▶ [Exercise brief]: Set down the material word for word, from the line that contains "Where can the girl's" through the end of the material, and nothing else.

───── Data to use

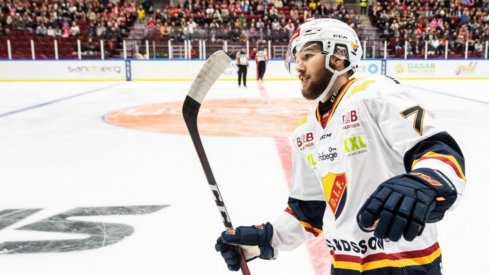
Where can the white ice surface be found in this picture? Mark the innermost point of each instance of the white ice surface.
(57, 153)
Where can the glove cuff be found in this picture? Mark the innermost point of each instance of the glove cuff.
(446, 193)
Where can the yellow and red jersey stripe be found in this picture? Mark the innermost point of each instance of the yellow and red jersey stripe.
(386, 260)
(448, 159)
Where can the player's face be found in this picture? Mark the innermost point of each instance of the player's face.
(313, 75)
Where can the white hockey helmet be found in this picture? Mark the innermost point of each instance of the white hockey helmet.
(336, 38)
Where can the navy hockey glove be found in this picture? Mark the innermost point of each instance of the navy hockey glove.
(402, 205)
(257, 235)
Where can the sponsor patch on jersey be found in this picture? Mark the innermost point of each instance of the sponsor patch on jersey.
(354, 145)
(350, 120)
(335, 192)
(305, 140)
(330, 155)
(325, 136)
(310, 160)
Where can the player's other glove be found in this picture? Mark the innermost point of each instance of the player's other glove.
(402, 205)
(257, 235)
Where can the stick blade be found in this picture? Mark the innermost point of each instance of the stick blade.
(216, 64)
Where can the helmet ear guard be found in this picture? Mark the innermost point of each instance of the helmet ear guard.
(336, 38)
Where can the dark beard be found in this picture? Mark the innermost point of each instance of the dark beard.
(317, 88)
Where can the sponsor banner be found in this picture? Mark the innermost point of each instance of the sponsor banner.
(181, 70)
(434, 69)
(369, 67)
(187, 70)
(62, 70)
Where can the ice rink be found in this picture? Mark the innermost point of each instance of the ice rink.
(101, 178)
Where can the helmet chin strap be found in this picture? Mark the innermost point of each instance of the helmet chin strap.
(323, 97)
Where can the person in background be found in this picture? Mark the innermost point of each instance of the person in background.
(261, 58)
(242, 62)
(371, 168)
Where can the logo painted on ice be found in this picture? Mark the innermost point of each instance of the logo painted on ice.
(335, 192)
(354, 145)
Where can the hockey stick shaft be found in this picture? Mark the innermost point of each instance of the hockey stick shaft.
(212, 69)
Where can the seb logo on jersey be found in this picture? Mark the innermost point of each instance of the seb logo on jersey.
(350, 120)
(305, 140)
(335, 192)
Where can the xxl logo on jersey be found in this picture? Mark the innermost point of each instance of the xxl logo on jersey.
(354, 145)
(335, 192)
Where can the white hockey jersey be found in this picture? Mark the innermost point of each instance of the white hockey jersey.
(372, 132)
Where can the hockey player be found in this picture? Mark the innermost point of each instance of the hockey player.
(371, 169)
(242, 62)
(261, 62)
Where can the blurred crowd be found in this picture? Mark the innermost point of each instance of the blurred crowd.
(243, 20)
(405, 24)
(439, 23)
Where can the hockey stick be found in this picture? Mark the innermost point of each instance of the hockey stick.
(212, 69)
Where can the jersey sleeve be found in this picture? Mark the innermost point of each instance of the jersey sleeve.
(411, 131)
(303, 216)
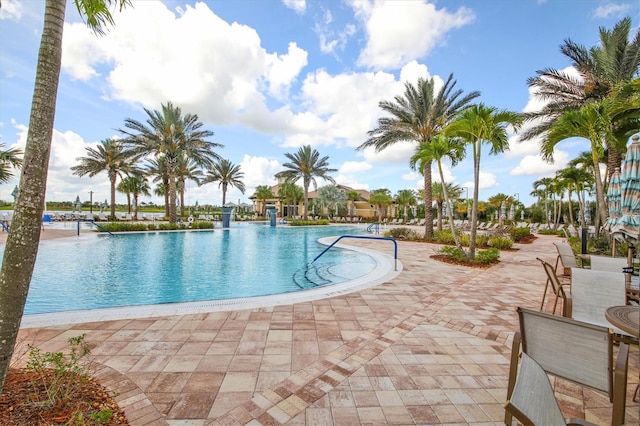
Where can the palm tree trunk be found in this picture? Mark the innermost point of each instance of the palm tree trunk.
(172, 198)
(22, 243)
(113, 197)
(428, 200)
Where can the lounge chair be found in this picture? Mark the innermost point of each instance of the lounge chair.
(532, 401)
(592, 292)
(566, 257)
(572, 350)
(556, 286)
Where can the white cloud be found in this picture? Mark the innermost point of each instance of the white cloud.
(486, 181)
(398, 32)
(298, 6)
(610, 9)
(355, 167)
(11, 9)
(534, 165)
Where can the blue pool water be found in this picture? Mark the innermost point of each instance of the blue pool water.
(151, 268)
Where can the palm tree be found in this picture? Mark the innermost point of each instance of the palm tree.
(157, 167)
(291, 194)
(418, 116)
(440, 148)
(352, 197)
(22, 243)
(108, 156)
(170, 134)
(186, 169)
(135, 186)
(380, 198)
(9, 159)
(601, 68)
(480, 124)
(226, 173)
(406, 198)
(331, 198)
(306, 164)
(263, 193)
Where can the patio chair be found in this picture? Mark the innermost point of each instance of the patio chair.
(533, 401)
(592, 292)
(566, 257)
(556, 286)
(572, 350)
(607, 263)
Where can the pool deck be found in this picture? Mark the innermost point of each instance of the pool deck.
(430, 346)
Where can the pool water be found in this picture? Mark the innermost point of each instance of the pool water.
(245, 260)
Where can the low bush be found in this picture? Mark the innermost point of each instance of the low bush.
(487, 256)
(519, 233)
(500, 242)
(301, 222)
(403, 234)
(203, 224)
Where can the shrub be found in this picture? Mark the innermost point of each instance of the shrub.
(302, 222)
(403, 234)
(456, 253)
(203, 224)
(500, 242)
(487, 256)
(519, 233)
(444, 237)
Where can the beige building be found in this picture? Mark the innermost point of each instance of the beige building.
(360, 208)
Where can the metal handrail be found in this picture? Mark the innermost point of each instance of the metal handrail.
(365, 237)
(377, 226)
(99, 227)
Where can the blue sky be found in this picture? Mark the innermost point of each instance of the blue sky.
(269, 76)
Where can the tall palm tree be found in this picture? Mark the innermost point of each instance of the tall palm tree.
(170, 134)
(108, 156)
(437, 150)
(21, 247)
(306, 164)
(134, 186)
(406, 198)
(600, 69)
(9, 159)
(478, 125)
(331, 198)
(352, 197)
(186, 169)
(418, 116)
(380, 198)
(157, 167)
(291, 195)
(226, 173)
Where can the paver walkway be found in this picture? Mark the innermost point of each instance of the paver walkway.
(429, 347)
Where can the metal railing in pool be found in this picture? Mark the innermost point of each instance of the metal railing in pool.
(364, 237)
(94, 223)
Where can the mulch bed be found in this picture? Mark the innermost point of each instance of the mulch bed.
(22, 403)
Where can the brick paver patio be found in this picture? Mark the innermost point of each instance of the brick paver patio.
(429, 347)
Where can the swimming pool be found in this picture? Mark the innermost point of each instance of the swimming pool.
(246, 260)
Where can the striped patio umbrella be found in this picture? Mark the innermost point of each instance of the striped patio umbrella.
(614, 195)
(627, 227)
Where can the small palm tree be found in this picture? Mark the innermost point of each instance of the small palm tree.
(263, 193)
(9, 159)
(109, 156)
(135, 186)
(477, 125)
(306, 164)
(226, 173)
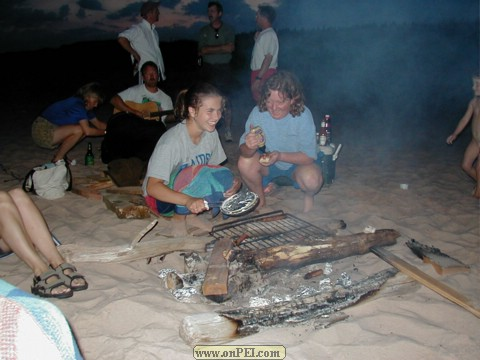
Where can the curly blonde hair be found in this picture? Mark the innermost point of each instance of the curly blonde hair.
(289, 86)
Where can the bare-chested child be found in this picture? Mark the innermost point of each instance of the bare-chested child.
(471, 158)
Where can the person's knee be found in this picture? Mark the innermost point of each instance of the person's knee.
(310, 181)
(17, 193)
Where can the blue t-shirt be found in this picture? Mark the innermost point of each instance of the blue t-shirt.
(67, 112)
(290, 134)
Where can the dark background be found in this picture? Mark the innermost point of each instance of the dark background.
(396, 87)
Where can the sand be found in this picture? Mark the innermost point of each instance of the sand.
(127, 313)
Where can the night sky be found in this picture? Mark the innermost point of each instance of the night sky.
(35, 24)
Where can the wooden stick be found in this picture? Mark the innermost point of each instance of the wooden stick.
(76, 253)
(143, 233)
(425, 279)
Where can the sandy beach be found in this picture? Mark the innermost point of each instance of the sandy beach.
(127, 313)
(391, 111)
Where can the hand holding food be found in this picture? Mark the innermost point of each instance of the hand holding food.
(264, 159)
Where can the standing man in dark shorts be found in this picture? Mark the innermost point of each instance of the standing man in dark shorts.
(216, 44)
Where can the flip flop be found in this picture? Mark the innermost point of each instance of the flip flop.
(41, 288)
(69, 277)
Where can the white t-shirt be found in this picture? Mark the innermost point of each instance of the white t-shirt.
(265, 43)
(140, 95)
(143, 37)
(175, 150)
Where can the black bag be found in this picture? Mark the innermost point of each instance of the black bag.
(130, 136)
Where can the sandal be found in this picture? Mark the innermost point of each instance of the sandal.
(71, 275)
(41, 288)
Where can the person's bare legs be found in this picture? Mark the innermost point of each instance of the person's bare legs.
(14, 233)
(251, 172)
(470, 164)
(179, 226)
(67, 136)
(309, 178)
(477, 188)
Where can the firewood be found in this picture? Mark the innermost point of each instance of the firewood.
(143, 250)
(227, 325)
(299, 254)
(215, 285)
(425, 279)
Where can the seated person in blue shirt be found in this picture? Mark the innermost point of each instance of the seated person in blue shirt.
(288, 133)
(65, 123)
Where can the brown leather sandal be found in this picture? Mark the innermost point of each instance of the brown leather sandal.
(44, 289)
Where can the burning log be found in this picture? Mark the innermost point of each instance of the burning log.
(215, 286)
(302, 253)
(226, 325)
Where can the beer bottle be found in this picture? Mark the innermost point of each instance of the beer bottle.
(328, 129)
(89, 158)
(322, 141)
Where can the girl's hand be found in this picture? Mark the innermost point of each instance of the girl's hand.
(234, 189)
(270, 158)
(451, 139)
(196, 205)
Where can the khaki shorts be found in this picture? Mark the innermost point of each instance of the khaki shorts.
(42, 133)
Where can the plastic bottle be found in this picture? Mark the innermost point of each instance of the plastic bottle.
(89, 157)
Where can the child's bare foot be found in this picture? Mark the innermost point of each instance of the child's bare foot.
(476, 192)
(197, 226)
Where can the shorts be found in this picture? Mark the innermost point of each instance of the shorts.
(160, 207)
(275, 173)
(42, 133)
(277, 176)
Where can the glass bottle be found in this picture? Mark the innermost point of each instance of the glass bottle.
(322, 141)
(89, 157)
(328, 129)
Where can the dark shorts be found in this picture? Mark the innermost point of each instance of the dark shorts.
(160, 207)
(279, 176)
(42, 133)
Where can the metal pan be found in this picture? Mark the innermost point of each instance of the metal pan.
(236, 205)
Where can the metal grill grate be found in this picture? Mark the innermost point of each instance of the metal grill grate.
(267, 230)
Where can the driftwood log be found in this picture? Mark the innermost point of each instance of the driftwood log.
(301, 253)
(215, 285)
(135, 251)
(226, 325)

──────────

▶ [Right answer]:
Where can the girl's hand be found in this picture? Mark the innermost point of each instance of the girl's hand.
(234, 189)
(270, 158)
(451, 139)
(196, 205)
Where can the khaki shorts be found in this picture? Mark the innermost point of each instance of the khaki shorts.
(42, 133)
Where can the plastic bottle be found in this picture? Mark the innermost point of each instance of the plastic bottle.
(89, 157)
Where can the child's bare foot be found in this picture? Mark the innermost point of each instance of the child's bare foot.
(476, 192)
(197, 226)
Where can the shorts be found in this picture? Mark the innermost point of each instance of the shorts.
(160, 207)
(275, 173)
(42, 133)
(277, 176)
Where can the glass bottle be found in this picture? Mark the innermost point of each instance of the glass bottle.
(322, 141)
(89, 157)
(328, 129)
Where can the dark shorts be found in this picture? Mark the innermost point of each instance of the dark shorts.
(160, 207)
(279, 176)
(42, 133)
Where can the metal pan be found in this picture? Mark the innermost point of each instance of the metal pan.
(236, 205)
Where can the metal grill grate be found in this picture? Mark the innermost point of each instance of the metal grill grate.
(267, 230)
Where can the driftwood log be found in this picture? Mark the innermost point of each instance of the driftwood log.
(301, 253)
(215, 285)
(135, 251)
(226, 325)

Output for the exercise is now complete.